Exercise requirements.
1/ In the text about Randy McDonough, what is the name of the monthly column he writes for Pharmacy Today?
2/ Repeat the part of the text about Randy McDonough between "APhA’s role, in" and "health care system.", inclusive.

Randy McDonough, B.S., Pharm.D., M.S., CGP, BCPS, FAPhA is Co-owner of Towncrest and Towncrest Compounding Pharmacies in Iowa City and Solon Towncrest Pharmacy in Solon, IA. Recently, he and his business partner started Innovative Pharmacy Solutions, a consulting and clinical documentation software company. Dr. McDonough is responsible for developing, implementing, and overseeing clinical services, managing staff, and marketing the business. He has helped to foster collaborative working relationships with several solo and group physician practices in areas such as immunizations, anticoagulation, disease state management, and medication therapy management services. He also helped to develop and implement health screening and case management programs for private pay patients and self-insured employers. He was instrumental in implementing Medication Therapy Management (MTM) services for the Iowa Medicaid Pharmaceutical Case Management Program. He provides MTM services for Iowa Medicaid, Medicare Part D and private pay patients. Dr. McDonough has been committed to the education of community pharmacy residents through the training and/or supervision of over twenty post-graduates. Towncrest Pharmacy is a current community pharmacy residency site. Dr. McDonough received his BS, MS, and Pharm.D. degrees from the University of Iowa College of Pharmacy, where he is adjunct professor (clinical). He is frequently asked to speak on topics related to practice development and implementation. He has published articles and book chapters about pharmaceutical care and co-authored a book on this same topic. He currently writes the monthly MTM Pearls column for Pharmacy Today. He is a member of APhA, NCPA, ACCP, ASCP, and the Iowa Pharmacy Association.
How do you envision pharmacy practice 10 years from now, and what should APhA do to lead us to that vision?
My vision for pharmacy practice ten years from now is that all pharmacists, regardless of their practice setting, have responsibilities to ensure that patients are achieving their therapeutic outcomes with safe and effective therapy. The knowledge and clinical skills that pharmacists need are the same for all practice settings. Pharmacists will be drug therapy interventionists—identifying and resolving drug therapy problems, working collaboratively with other health care providers, counseling and educating patients, and documenting their patient care activities. Electronic medical records (EMRs) will be standardized and integrated among all providers and across practice settings so that pharmacists can review patient records and document their clinical activities in real time.
Payers, legislators, and regulators will recognize the unique skill sets of pharmacists as medication managers. There will be different payment models ranging from risk sharing to pay-for performance. Payers will utilize performance measures to determine quality performance of all providers including pharmacists. Pharmacists will be integrated into the health care team contributing, as medication managers, to the care and outcomes of patients. Pharmacists will be involved in drug therapy selection, dosing, and monitoring. Pharmacists will continue to have responsibilities for efficient, safe, and effective dispensing processes, but automation and technology will be the standard.
APhA’s role, in this transformation of pharmacy practice, is to ensure that pharmacists are prepared to accept these new responsibilities. Informing and educating pharmacists to develop their clinical skills and knowledge continues to be an important and challenging task for the association. The advocacy role of APhA cannot be underestimated. As our health care system continues to evolve, it is important that the public, legislators, payers and other stakeholders continue to be aware of the essential and important role of pharmacists as drug therapy managers. APhA needs to be our voice for pharmacy ensuring that pharmacists are recognized, reimbursed, and integrated within the health care system.

Exercise data.
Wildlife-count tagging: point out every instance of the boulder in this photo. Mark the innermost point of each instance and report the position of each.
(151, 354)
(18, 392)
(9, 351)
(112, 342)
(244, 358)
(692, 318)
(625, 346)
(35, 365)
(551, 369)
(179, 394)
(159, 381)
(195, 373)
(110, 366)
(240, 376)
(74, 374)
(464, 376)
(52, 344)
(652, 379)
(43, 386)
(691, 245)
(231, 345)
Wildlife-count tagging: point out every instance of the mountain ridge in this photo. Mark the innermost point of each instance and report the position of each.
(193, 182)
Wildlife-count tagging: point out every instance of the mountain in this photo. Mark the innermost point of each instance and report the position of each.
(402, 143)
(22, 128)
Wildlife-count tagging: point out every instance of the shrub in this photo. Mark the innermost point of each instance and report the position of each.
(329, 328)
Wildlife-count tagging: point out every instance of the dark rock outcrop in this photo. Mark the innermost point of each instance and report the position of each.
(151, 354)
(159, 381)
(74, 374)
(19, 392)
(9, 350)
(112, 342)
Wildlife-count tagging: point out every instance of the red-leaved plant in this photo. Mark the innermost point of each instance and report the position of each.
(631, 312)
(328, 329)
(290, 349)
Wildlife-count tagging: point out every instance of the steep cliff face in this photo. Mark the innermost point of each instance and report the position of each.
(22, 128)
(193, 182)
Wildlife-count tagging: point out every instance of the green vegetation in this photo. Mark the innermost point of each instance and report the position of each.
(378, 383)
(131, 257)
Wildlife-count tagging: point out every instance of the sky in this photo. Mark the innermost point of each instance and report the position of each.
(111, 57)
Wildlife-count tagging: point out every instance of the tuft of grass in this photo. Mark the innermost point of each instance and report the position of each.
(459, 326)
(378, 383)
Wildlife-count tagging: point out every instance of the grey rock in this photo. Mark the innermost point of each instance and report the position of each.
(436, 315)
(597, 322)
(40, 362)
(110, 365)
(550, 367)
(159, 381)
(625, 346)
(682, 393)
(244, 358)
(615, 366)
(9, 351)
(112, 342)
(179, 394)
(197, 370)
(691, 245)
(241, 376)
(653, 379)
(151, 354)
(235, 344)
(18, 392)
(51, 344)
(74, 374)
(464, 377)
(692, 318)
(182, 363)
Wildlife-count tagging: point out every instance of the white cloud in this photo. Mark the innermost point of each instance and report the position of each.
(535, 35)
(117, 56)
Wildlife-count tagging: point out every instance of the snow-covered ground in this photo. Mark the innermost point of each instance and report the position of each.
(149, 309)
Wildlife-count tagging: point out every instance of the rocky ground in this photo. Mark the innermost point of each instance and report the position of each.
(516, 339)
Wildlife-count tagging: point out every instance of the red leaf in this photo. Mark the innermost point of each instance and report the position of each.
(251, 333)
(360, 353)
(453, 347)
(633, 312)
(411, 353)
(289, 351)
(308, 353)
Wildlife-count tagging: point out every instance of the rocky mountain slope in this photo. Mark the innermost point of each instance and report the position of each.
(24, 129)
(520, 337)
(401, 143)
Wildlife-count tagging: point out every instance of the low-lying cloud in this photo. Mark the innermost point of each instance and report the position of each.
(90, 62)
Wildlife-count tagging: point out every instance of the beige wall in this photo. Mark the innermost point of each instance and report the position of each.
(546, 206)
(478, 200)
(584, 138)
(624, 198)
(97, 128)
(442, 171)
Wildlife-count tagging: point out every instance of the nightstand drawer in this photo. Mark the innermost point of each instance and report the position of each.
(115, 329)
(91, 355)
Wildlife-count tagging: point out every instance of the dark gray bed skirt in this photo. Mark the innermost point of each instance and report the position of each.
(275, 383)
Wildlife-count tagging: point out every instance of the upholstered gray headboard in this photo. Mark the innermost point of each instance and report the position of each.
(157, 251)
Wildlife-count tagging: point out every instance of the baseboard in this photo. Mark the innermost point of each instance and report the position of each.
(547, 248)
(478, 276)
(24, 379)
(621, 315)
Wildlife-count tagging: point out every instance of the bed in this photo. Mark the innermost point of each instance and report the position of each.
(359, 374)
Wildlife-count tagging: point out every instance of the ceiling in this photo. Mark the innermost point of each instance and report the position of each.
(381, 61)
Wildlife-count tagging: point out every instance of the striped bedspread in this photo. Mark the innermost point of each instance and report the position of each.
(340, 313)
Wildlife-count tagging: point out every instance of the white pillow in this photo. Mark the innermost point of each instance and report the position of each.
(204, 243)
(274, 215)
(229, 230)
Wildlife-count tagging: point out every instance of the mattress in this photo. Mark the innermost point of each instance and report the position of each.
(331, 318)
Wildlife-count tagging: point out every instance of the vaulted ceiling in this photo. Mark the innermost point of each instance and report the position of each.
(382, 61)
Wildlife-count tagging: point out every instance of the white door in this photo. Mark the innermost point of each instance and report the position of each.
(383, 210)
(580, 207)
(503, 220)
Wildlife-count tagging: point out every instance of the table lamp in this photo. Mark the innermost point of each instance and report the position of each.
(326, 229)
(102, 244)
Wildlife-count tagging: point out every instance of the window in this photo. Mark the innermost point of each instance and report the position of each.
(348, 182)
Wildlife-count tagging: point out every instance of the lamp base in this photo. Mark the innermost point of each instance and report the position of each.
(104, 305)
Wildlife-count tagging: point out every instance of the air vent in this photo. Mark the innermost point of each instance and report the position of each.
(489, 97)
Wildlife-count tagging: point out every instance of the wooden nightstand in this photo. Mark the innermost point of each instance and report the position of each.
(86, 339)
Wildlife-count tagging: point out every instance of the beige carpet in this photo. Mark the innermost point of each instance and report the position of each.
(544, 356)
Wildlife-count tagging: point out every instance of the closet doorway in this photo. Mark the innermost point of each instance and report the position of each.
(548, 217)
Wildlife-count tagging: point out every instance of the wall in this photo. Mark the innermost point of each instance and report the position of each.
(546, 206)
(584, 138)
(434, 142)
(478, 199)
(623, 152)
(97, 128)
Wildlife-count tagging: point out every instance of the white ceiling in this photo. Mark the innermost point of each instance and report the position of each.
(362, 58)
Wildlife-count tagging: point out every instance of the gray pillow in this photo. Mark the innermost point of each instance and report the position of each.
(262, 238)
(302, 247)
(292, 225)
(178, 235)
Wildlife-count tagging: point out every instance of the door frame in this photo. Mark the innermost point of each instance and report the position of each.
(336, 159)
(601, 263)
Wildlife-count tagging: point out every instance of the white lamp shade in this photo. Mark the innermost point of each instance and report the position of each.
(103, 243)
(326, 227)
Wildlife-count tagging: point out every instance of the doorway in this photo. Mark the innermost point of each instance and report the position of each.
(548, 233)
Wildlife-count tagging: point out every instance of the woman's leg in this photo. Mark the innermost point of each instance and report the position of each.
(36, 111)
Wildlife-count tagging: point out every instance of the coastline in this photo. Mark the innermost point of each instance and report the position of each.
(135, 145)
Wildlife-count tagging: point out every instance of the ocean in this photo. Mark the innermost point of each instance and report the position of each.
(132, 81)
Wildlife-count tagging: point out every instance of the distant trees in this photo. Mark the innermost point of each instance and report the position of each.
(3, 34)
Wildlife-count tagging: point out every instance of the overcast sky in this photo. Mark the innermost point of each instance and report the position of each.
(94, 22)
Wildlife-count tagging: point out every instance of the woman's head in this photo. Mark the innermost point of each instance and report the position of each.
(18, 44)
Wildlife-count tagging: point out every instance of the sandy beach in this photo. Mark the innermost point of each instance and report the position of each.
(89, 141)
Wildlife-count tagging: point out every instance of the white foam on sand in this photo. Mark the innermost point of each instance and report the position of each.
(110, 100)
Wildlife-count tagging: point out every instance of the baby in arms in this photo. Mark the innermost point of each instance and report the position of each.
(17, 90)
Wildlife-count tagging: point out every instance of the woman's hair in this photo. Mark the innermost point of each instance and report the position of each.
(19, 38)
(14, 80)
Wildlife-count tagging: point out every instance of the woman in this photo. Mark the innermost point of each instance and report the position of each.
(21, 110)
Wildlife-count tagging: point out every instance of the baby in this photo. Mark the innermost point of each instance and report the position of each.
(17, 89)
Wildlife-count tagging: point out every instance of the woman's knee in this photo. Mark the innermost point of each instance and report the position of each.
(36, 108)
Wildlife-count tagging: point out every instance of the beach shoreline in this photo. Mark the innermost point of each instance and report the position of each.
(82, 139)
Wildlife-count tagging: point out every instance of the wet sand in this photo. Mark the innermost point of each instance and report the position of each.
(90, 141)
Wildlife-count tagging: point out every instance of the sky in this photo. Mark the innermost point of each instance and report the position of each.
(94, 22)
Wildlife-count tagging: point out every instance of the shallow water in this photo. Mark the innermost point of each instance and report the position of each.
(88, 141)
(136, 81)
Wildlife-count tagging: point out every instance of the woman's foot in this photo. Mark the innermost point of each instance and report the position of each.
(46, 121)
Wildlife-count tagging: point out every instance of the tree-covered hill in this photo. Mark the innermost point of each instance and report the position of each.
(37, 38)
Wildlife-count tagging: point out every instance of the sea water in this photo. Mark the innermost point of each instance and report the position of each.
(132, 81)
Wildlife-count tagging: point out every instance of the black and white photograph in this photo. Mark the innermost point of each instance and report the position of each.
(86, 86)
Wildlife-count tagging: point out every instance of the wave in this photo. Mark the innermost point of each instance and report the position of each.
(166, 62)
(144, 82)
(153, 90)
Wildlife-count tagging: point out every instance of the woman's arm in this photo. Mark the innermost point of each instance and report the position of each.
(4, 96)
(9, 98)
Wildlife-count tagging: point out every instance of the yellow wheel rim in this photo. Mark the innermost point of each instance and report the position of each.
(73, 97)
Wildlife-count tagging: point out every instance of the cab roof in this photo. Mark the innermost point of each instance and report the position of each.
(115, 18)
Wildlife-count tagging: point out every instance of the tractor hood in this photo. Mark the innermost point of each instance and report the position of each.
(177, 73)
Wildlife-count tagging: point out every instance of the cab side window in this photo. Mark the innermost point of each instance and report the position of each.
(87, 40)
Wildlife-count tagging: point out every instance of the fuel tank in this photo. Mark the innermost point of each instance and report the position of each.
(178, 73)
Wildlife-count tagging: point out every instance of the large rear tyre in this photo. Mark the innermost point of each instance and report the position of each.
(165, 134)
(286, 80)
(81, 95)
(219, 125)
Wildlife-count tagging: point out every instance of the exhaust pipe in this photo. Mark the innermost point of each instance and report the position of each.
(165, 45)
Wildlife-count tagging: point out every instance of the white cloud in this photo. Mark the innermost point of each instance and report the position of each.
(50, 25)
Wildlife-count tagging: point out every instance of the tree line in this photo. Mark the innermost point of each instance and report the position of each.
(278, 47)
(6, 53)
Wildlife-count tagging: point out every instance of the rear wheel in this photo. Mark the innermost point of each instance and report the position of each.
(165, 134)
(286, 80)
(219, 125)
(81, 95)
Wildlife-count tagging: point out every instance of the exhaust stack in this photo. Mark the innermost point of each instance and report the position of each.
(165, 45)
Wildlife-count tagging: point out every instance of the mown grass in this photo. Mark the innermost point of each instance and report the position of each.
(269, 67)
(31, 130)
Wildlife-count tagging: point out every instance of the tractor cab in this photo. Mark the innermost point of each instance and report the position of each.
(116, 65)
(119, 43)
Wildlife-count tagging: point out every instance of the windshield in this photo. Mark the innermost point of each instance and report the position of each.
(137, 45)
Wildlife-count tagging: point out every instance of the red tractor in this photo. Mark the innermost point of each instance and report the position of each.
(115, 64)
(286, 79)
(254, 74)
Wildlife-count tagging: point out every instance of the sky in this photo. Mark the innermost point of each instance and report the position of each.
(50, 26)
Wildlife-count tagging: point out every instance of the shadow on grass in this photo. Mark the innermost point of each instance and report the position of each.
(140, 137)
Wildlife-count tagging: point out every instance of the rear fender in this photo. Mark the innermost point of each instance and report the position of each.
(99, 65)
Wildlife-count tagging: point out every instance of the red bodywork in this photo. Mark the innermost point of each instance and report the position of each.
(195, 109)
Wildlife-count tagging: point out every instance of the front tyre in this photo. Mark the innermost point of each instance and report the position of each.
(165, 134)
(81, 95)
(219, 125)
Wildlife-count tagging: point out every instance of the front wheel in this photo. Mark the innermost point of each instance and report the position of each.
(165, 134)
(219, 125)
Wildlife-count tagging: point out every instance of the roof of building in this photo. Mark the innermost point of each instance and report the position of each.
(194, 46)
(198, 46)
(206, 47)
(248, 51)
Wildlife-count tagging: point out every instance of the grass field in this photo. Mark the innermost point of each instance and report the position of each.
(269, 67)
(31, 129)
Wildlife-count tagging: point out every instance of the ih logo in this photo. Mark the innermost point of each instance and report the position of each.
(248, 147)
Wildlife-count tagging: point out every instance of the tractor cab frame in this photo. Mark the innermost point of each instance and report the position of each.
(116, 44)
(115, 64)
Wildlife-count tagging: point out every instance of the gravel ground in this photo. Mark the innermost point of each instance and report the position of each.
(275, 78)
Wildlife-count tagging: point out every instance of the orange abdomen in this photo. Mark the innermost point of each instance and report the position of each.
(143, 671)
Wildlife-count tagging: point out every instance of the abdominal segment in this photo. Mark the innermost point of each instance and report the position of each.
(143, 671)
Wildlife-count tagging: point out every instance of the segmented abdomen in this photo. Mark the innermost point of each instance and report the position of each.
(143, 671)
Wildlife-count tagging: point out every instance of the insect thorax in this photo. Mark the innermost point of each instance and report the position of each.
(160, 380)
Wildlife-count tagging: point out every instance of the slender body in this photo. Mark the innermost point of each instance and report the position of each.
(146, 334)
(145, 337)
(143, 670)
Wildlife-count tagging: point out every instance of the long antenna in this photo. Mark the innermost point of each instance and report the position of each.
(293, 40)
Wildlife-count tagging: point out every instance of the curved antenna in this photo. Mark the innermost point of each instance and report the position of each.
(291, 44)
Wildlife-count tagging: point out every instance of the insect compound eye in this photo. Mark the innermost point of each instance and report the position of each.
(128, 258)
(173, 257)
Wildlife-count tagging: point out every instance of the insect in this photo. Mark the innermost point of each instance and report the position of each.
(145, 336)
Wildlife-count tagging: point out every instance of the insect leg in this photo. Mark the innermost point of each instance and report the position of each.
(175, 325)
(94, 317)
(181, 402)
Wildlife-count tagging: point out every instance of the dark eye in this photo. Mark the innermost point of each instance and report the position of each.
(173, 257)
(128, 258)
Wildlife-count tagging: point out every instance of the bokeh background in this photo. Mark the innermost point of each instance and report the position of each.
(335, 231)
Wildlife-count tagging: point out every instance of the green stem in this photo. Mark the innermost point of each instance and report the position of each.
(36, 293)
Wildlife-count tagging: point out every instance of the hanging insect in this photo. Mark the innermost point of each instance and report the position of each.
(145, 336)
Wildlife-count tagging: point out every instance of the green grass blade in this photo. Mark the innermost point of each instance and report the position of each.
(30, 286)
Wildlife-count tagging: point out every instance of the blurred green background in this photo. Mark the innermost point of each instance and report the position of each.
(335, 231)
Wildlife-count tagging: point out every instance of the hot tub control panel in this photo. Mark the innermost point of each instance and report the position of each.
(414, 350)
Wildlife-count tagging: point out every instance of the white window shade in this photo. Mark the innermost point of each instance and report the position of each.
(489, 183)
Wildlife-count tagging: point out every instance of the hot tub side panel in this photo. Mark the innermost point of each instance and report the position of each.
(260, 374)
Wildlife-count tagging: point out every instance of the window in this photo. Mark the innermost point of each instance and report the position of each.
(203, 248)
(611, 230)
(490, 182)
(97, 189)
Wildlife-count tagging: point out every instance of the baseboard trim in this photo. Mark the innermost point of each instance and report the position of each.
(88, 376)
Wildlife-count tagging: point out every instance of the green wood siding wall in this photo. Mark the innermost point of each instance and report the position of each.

Answers to the tasks.
1/ MTM Pearls

2/
APhA’s role, in this transformation of pharmacy practice, is to ensure that pharmacists are prepared to accept these new responsibilities. Informing and educating pharmacists to develop their clinical skills and knowledge continues to be an important and challenging task for the association. The advocacy role of APhA cannot be underestimated. As our health care system continues to evolve, it is important that the public, legislators, payers and other stakeholders continue to be aware of the essential and important role of pharmacists as drug therapy managers. APhA needs to be our voice for pharmacy ensuring that pharmacists are recognized, reimbursed, and integrated within the health care system.